Stated goal =
Convert the part of the listing below into a JSON list of strings, starting at the line containing "spot the teal blurred background" and ending at the end of the listing. Use one string per line and leave out blank lines.

Records for this task =

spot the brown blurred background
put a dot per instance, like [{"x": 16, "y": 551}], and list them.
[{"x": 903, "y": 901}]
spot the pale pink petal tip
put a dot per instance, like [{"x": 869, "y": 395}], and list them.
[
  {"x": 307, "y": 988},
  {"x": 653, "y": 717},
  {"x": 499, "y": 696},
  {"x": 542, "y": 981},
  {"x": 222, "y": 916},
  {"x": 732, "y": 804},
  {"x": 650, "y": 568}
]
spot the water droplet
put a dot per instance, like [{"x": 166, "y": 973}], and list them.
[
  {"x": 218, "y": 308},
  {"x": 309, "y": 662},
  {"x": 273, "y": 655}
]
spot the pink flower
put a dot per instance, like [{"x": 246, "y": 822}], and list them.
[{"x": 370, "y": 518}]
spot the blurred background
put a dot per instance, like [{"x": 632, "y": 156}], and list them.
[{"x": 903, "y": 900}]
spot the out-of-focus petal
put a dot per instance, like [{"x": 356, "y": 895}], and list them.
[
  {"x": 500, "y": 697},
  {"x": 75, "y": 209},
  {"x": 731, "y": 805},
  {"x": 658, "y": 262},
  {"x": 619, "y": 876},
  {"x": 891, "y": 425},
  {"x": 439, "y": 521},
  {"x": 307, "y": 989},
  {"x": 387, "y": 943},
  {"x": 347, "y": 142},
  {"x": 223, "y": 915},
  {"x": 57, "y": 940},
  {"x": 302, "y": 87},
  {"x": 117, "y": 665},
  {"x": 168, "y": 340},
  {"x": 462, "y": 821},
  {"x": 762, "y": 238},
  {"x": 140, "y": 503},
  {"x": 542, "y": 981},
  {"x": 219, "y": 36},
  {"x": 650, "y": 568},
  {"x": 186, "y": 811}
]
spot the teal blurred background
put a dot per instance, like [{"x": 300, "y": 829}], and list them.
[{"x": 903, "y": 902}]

Solution to this exercise =
[
  "spot the teal blurred background",
  "put a dot per instance, like [{\"x\": 300, \"y\": 829}], and list them.",
  "[{\"x\": 903, \"y\": 902}]"
]